Excerpts from labeled region data:
■ ■ ■ ■
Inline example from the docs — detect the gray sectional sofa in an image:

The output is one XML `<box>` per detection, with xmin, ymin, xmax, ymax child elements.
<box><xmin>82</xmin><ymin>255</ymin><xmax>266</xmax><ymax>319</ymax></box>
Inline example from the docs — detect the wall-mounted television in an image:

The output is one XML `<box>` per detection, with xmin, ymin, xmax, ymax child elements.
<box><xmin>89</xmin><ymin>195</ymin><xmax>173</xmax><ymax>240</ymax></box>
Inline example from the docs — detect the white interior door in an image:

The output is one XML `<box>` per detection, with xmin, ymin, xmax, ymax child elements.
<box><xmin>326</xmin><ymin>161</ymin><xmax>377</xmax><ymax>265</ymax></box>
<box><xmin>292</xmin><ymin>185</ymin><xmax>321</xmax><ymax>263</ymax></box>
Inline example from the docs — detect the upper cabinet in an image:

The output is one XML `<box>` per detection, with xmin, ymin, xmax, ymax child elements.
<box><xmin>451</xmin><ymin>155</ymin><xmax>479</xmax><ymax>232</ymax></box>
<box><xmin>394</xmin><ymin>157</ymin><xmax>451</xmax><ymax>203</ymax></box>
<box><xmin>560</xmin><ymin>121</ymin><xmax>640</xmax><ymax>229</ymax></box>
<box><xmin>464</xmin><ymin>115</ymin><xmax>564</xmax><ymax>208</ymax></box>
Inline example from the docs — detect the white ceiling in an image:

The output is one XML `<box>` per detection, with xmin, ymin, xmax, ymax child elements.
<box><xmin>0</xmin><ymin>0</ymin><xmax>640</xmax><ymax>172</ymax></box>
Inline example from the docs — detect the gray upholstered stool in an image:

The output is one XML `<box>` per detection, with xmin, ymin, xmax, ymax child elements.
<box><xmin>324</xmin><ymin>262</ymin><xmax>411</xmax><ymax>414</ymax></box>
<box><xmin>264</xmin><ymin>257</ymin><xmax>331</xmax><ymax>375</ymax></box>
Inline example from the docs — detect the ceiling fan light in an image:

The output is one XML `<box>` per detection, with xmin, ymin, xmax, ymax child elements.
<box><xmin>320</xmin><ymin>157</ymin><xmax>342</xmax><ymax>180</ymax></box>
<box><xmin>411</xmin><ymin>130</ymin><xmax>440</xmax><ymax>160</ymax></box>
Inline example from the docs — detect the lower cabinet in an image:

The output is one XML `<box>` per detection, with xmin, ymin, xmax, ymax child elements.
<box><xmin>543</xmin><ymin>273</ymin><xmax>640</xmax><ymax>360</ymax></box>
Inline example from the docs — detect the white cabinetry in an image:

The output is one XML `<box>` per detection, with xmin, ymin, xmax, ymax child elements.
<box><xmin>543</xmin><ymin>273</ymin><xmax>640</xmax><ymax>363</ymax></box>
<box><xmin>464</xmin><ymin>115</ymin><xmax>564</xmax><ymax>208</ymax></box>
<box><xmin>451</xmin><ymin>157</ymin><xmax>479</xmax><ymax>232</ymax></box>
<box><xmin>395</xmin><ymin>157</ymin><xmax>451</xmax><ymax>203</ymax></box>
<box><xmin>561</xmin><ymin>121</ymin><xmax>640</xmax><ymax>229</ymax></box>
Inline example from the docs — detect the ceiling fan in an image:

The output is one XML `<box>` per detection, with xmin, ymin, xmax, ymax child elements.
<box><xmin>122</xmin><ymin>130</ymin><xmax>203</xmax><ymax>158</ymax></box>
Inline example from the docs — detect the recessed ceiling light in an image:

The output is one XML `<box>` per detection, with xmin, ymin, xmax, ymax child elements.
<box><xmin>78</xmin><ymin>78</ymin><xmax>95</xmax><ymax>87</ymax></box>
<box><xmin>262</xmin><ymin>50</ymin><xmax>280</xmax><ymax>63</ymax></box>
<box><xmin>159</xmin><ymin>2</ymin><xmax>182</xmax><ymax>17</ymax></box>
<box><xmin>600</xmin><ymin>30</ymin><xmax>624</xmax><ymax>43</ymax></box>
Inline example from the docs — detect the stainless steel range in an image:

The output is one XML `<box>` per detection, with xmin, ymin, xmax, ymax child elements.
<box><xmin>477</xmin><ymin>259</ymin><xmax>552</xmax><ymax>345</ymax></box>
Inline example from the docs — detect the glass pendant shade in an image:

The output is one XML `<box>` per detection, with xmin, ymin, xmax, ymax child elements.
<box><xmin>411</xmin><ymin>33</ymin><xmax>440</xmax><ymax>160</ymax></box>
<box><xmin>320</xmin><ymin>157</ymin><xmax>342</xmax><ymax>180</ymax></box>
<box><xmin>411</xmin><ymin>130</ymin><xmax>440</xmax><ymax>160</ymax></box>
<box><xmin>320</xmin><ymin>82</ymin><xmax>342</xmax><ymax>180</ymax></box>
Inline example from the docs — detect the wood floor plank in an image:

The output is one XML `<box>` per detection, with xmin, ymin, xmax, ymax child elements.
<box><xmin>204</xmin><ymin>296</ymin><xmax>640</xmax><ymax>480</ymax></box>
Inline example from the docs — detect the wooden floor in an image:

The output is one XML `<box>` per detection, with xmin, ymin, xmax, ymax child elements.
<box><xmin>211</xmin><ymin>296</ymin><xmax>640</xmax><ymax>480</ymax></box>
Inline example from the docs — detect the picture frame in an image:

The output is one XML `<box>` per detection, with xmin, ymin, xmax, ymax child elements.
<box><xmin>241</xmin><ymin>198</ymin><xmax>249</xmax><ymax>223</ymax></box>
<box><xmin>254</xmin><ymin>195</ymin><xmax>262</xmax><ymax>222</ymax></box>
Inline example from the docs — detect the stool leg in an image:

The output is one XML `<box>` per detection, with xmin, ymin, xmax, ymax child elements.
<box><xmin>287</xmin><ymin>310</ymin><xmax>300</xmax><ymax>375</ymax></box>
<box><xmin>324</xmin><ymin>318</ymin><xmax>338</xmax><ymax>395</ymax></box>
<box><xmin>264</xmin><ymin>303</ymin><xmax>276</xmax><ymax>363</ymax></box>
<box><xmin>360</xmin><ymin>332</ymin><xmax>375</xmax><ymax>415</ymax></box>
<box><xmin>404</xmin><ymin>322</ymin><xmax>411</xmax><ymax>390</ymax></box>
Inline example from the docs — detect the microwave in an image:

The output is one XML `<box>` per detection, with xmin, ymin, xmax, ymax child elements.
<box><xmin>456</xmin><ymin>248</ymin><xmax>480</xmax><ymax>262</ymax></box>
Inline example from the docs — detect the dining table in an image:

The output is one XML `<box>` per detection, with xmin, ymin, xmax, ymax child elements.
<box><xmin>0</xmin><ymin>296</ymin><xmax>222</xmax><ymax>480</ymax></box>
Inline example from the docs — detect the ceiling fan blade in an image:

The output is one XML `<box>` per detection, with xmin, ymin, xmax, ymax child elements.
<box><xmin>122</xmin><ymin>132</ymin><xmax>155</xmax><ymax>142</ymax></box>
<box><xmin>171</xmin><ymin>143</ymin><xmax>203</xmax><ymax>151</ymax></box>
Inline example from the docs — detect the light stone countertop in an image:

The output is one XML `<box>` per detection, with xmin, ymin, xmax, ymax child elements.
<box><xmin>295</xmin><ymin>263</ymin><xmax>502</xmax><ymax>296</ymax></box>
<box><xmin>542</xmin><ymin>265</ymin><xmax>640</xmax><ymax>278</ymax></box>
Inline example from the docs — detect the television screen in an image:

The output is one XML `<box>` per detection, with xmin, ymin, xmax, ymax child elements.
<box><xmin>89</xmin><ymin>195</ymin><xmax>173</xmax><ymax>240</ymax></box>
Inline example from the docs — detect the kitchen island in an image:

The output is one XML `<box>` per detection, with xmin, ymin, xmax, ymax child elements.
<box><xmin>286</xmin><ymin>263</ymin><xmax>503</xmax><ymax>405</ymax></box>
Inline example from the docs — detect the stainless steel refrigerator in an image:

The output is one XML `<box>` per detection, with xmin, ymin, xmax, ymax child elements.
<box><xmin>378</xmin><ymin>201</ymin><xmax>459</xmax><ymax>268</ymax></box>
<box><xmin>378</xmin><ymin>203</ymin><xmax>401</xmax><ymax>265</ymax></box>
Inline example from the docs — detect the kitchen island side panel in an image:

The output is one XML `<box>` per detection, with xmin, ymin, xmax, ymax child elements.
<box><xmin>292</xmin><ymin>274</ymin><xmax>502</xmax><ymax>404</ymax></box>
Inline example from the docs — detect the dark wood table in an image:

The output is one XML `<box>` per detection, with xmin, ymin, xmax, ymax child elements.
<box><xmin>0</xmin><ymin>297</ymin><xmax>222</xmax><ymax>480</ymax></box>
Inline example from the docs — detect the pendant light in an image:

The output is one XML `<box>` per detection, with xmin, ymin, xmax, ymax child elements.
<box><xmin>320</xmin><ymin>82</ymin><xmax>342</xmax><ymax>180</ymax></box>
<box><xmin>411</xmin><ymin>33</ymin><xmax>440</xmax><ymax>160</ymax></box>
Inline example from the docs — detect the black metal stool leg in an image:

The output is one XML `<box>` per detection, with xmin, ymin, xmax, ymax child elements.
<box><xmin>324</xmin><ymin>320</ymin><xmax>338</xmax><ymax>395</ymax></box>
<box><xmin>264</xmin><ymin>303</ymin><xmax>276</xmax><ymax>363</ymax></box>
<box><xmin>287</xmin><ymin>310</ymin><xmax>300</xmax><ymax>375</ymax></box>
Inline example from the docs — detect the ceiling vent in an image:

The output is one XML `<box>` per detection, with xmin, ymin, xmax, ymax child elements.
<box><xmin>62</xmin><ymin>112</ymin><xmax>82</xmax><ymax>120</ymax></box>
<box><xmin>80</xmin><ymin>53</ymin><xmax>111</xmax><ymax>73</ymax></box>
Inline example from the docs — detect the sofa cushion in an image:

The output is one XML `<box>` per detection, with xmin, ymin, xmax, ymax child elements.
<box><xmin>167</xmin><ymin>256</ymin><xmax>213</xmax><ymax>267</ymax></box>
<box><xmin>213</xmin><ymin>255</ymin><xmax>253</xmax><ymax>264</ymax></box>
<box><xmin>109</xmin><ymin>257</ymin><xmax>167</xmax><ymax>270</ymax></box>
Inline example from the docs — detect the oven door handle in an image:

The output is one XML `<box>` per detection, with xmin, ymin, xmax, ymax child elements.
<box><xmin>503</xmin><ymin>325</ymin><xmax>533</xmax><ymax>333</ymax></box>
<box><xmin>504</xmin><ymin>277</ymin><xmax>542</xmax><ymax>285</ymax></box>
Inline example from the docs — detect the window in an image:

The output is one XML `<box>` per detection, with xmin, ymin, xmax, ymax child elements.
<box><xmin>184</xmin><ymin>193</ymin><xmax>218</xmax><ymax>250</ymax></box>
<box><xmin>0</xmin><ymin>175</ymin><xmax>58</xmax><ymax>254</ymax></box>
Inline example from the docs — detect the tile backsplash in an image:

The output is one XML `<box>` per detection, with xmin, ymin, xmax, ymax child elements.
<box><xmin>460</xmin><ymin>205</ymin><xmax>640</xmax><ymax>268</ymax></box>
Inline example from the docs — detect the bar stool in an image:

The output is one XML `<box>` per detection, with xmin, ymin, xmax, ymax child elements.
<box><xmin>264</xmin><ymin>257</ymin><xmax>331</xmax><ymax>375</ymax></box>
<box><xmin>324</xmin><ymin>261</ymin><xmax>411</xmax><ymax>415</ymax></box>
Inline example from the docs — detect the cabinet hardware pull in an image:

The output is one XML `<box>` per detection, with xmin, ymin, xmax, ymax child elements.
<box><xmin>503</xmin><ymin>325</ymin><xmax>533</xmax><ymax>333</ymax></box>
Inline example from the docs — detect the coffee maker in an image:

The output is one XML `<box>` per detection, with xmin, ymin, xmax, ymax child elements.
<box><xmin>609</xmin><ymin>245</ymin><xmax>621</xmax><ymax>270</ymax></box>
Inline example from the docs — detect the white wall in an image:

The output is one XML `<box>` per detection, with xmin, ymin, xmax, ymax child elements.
■ ■ ■ ■
**What is being asked**
List every line in the items above that contains the word "ceiling", copying each line in full.

**Complete output**
Inline example from the docs — detect the white ceiling in an image:
Inline example from the docs — detect the ceiling fan light in an image:
Inline example from the docs — detect the ceiling fan in an image:
Inline example from the docs — detect the recessed ceiling light in an image:
Inline example from the docs — detect the ceiling fan blade in an image:
Inline example from the docs — detect the ceiling vent in an image:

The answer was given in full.